=== TEXT ===

This last was a brave admission. While I’d bet that most of us have worn an intimate item of clothing for two days in a row at least once in our lives, it takes a courageous woman to admit it in the pages of a national newspaper. But it turns out that McCartney is not alone. A quick online search throws up a huge variety of answers to the question: “How often should I wash my bra?” There’s a strong argument for washing it every single time you wear it since it sits right under your armpits. But Readers Digest prescribes once every four wears and thirdlove.com recommends once every one or two weeks. It strikes me that there is a huge difference between wearing a bra seven days in a row and 13 days but… the more you investigate it, what seems like an unacceptably low hygiene standard is in fact a virtue because it isn’t just the manufacturing of our clothes that is putting a strain on the planet, it’s the maintaining of them too.
You may have eschewed the £1 bikini that Missguided launched to a mixed chorus of hysterical delight and clanging doom back in June, but every time you wash the synthetic bra or T-shirt you bought for a fiver 10 years ago, you’re contributing to another problem. When they’re washed, manmade fabrics shed minute fibres that get flushed out of the machine with the dirty water and ultimately break down into microparticles that find their way into the sea and thence into the food chain. Plankton is particularly partial to a bit of microplastic. Fish eat the plankton, we eat the fish and suddenly, “There’s a hint of old polyester bra to this endangered cod”. It also ends up in the sea salt that you put on your chips.
While earlier this year the EU’s Scientific Advice Mechanism admitted in a review of the latest research that “little is known with respect to the human health risks of nano and microplastics, and what is known is surrounded by considerable uncertainty”, the concern remains that these microparticles might act as vectors for other nasties. Bisphenol A, commonly known as BPA, which is used in the production of polyester, has been implicated in type 2 diabetes and cardiovascular disease.

===

▶ _PROMPT_
Rewrite the passage on washing clothes and microplastics, starting with "You may have" and going on through "on your chips.", replacing "bikini" with "swimsuit".

=== GIVEN INFORMATION ===

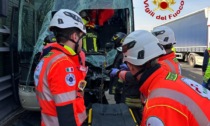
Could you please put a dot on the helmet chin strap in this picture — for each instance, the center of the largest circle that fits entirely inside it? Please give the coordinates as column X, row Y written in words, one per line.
column 76, row 43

===

▶ _EXERCISE RESPONSE_
You may have eschewed the £1 swimsuit that Missguided launched to a mixed chorus of hysterical delight and clanging doom back in June, but every time you wash the synthetic bra or T-shirt you bought for a fiver 10 years ago, you’re contributing to another problem. When they’re washed, manmade fabrics shed minute fibres that get flushed out of the machine with the dirty water and ultimately break down into microparticles that find their way into the sea and thence into the food chain. Plankton is particularly partial to a bit of microplastic. Fish eat the plankton, we eat the fish and suddenly, “There’s a hint of old polyester bra to this endangered cod”. It also ends up in the sea salt that you put on your chips.